PROBLEM:
Keeping each line intact, print the whole listing.

INPUT:
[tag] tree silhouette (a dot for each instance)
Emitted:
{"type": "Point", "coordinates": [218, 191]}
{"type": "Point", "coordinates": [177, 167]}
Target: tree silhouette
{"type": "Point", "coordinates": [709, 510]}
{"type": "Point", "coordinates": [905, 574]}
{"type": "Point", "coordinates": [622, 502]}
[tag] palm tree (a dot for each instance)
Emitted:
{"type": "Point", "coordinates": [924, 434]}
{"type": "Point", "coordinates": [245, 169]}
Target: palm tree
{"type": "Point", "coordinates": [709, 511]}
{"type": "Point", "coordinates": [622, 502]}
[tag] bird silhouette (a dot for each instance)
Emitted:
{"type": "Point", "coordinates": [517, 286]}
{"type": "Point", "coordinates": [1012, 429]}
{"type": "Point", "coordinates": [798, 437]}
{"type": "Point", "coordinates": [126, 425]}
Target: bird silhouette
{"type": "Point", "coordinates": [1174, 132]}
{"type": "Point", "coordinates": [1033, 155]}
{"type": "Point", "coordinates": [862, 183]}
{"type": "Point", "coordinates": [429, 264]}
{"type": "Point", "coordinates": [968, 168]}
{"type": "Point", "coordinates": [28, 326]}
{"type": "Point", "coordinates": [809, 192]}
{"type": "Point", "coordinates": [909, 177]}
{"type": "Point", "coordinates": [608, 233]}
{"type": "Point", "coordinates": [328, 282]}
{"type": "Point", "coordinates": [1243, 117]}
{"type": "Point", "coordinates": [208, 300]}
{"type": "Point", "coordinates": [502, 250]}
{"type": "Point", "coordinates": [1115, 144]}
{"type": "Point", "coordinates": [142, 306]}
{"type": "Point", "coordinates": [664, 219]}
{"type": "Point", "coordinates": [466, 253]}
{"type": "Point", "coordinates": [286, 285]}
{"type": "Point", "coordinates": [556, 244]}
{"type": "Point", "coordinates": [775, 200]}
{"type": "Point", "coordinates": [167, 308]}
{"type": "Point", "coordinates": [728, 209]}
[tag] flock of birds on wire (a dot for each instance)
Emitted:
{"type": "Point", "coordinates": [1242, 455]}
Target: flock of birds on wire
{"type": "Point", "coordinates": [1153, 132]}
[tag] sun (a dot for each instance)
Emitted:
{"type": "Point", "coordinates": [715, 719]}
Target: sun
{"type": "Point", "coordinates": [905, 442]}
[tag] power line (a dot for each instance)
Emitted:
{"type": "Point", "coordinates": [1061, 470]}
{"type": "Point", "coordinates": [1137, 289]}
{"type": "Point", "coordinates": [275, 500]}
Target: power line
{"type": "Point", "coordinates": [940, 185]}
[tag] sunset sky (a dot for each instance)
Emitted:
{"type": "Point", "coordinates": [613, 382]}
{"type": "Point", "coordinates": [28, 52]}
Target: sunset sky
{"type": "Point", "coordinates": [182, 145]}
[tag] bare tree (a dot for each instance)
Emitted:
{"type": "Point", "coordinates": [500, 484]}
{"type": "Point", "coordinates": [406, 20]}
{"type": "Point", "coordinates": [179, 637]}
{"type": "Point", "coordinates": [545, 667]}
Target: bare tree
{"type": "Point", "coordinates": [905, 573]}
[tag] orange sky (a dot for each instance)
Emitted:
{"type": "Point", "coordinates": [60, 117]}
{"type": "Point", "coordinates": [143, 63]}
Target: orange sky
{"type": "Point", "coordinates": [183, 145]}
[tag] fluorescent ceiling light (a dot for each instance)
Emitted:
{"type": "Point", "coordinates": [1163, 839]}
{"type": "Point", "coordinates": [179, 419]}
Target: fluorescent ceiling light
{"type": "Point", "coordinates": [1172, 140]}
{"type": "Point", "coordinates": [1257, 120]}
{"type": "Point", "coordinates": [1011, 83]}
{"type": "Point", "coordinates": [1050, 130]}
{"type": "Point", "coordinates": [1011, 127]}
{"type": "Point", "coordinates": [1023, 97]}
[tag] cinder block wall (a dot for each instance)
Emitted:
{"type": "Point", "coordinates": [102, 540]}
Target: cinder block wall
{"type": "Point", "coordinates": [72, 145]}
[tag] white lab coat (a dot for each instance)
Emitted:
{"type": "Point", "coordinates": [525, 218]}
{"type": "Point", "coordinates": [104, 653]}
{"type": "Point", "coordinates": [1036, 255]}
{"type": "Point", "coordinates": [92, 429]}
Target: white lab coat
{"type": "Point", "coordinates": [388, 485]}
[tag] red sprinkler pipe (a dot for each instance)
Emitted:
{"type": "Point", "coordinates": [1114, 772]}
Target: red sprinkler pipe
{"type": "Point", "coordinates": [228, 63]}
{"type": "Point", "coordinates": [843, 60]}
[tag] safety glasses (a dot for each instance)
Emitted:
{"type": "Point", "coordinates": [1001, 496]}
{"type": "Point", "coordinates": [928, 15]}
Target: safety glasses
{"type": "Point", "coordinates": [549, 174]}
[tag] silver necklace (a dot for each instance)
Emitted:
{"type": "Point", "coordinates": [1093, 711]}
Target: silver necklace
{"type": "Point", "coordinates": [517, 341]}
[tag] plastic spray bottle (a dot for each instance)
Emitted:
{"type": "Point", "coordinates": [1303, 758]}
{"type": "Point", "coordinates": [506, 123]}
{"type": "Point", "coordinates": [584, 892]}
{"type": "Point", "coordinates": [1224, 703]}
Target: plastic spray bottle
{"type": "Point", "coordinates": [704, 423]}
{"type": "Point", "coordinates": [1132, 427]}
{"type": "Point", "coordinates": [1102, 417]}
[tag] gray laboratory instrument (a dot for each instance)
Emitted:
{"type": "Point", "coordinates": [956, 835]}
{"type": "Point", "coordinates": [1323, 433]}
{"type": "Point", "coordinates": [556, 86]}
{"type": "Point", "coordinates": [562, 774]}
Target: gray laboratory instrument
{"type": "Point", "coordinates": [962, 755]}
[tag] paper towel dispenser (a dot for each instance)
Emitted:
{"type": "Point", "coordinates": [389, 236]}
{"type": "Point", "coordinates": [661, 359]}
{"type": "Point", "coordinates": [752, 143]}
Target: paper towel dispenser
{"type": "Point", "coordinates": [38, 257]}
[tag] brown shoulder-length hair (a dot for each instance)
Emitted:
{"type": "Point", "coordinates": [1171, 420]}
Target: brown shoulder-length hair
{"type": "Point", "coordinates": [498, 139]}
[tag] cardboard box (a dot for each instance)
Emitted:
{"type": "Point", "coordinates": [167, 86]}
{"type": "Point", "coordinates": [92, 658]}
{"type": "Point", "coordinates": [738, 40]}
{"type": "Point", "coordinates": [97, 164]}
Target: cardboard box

RESULT FOR THIS EXERCISE:
[tag] tree silhouette (a dot for each instance)
Emitted:
{"type": "Point", "coordinates": [218, 191]}
{"type": "Point", "coordinates": [177, 167]}
Target: tree silhouette
{"type": "Point", "coordinates": [709, 510]}
{"type": "Point", "coordinates": [905, 574]}
{"type": "Point", "coordinates": [622, 502]}
[tag] palm tree (a dot for each instance)
Emitted:
{"type": "Point", "coordinates": [924, 434]}
{"type": "Point", "coordinates": [245, 169]}
Target: palm tree
{"type": "Point", "coordinates": [709, 511]}
{"type": "Point", "coordinates": [622, 502]}
[tag] bird silhouette (a dot for each instance)
Emitted:
{"type": "Point", "coordinates": [517, 286]}
{"type": "Point", "coordinates": [1012, 429]}
{"type": "Point", "coordinates": [798, 437]}
{"type": "Point", "coordinates": [126, 425]}
Target: bird silhouette
{"type": "Point", "coordinates": [1174, 132]}
{"type": "Point", "coordinates": [1033, 155]}
{"type": "Point", "coordinates": [862, 183]}
{"type": "Point", "coordinates": [429, 264]}
{"type": "Point", "coordinates": [968, 168]}
{"type": "Point", "coordinates": [28, 326]}
{"type": "Point", "coordinates": [809, 192]}
{"type": "Point", "coordinates": [909, 177]}
{"type": "Point", "coordinates": [608, 233]}
{"type": "Point", "coordinates": [328, 282]}
{"type": "Point", "coordinates": [1243, 117]}
{"type": "Point", "coordinates": [208, 300]}
{"type": "Point", "coordinates": [502, 250]}
{"type": "Point", "coordinates": [1115, 144]}
{"type": "Point", "coordinates": [142, 306]}
{"type": "Point", "coordinates": [664, 219]}
{"type": "Point", "coordinates": [466, 253]}
{"type": "Point", "coordinates": [286, 285]}
{"type": "Point", "coordinates": [556, 244]}
{"type": "Point", "coordinates": [775, 200]}
{"type": "Point", "coordinates": [167, 308]}
{"type": "Point", "coordinates": [728, 209]}
[tag] flock of birds on wire (a dot for each instance)
Emitted:
{"type": "Point", "coordinates": [1242, 455]}
Target: flock of birds on wire
{"type": "Point", "coordinates": [1153, 132]}
[tag] sun (a dot for each instance)
Emitted:
{"type": "Point", "coordinates": [715, 719]}
Target: sun
{"type": "Point", "coordinates": [905, 442]}
[tag] power line (a dot for each instance)
Emitted:
{"type": "Point", "coordinates": [1061, 470]}
{"type": "Point", "coordinates": [1137, 289]}
{"type": "Point", "coordinates": [275, 500]}
Target: power line
{"type": "Point", "coordinates": [940, 185]}
[tag] sunset sky (a dot for each instance)
Emitted:
{"type": "Point", "coordinates": [613, 382]}
{"type": "Point", "coordinates": [28, 52]}
Target: sunset sky
{"type": "Point", "coordinates": [182, 145]}
[tag] bare tree (a dot for each instance)
Emitted:
{"type": "Point", "coordinates": [500, 484]}
{"type": "Point", "coordinates": [406, 20]}
{"type": "Point", "coordinates": [179, 637]}
{"type": "Point", "coordinates": [545, 667]}
Target: bare tree
{"type": "Point", "coordinates": [905, 573]}
[tag] orange sky (a dot for each instance)
Emitted:
{"type": "Point", "coordinates": [60, 117]}
{"type": "Point", "coordinates": [143, 63]}
Target: orange sky
{"type": "Point", "coordinates": [183, 145]}
[tag] fluorescent ceiling light (a dot for each instance)
Emitted:
{"type": "Point", "coordinates": [1163, 839]}
{"type": "Point", "coordinates": [179, 419]}
Target: fluorescent ceiling light
{"type": "Point", "coordinates": [1172, 140]}
{"type": "Point", "coordinates": [1257, 120]}
{"type": "Point", "coordinates": [1011, 83]}
{"type": "Point", "coordinates": [1050, 130]}
{"type": "Point", "coordinates": [1011, 127]}
{"type": "Point", "coordinates": [1023, 97]}
[tag] cinder block wall (a dot for each instance)
Emitted:
{"type": "Point", "coordinates": [102, 540]}
Target: cinder block wall
{"type": "Point", "coordinates": [72, 145]}
[tag] white lab coat (a dot for each instance)
Emitted:
{"type": "Point", "coordinates": [525, 218]}
{"type": "Point", "coordinates": [104, 653]}
{"type": "Point", "coordinates": [1036, 255]}
{"type": "Point", "coordinates": [92, 429]}
Target: white lab coat
{"type": "Point", "coordinates": [388, 485]}
[tag] red sprinkler pipe (a dot for each instance)
Emitted:
{"type": "Point", "coordinates": [1114, 772]}
Target: red sprinkler pipe
{"type": "Point", "coordinates": [228, 63]}
{"type": "Point", "coordinates": [843, 60]}
[tag] safety glasses (a dot for each instance)
Emitted:
{"type": "Point", "coordinates": [1001, 496]}
{"type": "Point", "coordinates": [928, 15]}
Target: safety glasses
{"type": "Point", "coordinates": [549, 174]}
[tag] silver necklace (a dot for each instance)
Emitted:
{"type": "Point", "coordinates": [1093, 711]}
Target: silver necklace
{"type": "Point", "coordinates": [517, 341]}
[tag] plastic spray bottle (a dot for each instance)
Emitted:
{"type": "Point", "coordinates": [1303, 758]}
{"type": "Point", "coordinates": [506, 123]}
{"type": "Point", "coordinates": [584, 892]}
{"type": "Point", "coordinates": [1224, 703]}
Target: plastic spray bottle
{"type": "Point", "coordinates": [704, 423]}
{"type": "Point", "coordinates": [1132, 427]}
{"type": "Point", "coordinates": [1102, 417]}
[tag] gray laboratory instrument (a dot for each instance)
Emitted:
{"type": "Point", "coordinates": [956, 835]}
{"type": "Point", "coordinates": [1323, 433]}
{"type": "Point", "coordinates": [556, 86]}
{"type": "Point", "coordinates": [562, 774]}
Target: gray laboratory instrument
{"type": "Point", "coordinates": [962, 755]}
[tag] paper towel dispenser (a dot for each instance)
Emitted:
{"type": "Point", "coordinates": [389, 236]}
{"type": "Point", "coordinates": [661, 359]}
{"type": "Point", "coordinates": [752, 143]}
Target: paper towel dispenser
{"type": "Point", "coordinates": [38, 257]}
[tag] brown shoulder-length hair (a dot for each instance)
Emitted:
{"type": "Point", "coordinates": [1171, 420]}
Target: brown shoulder-length hair
{"type": "Point", "coordinates": [498, 139]}
[tag] cardboard box (a dot for each instance)
Emitted:
{"type": "Point", "coordinates": [167, 86]}
{"type": "Point", "coordinates": [92, 658]}
{"type": "Point", "coordinates": [738, 40]}
{"type": "Point", "coordinates": [97, 164]}
Target: cardboard box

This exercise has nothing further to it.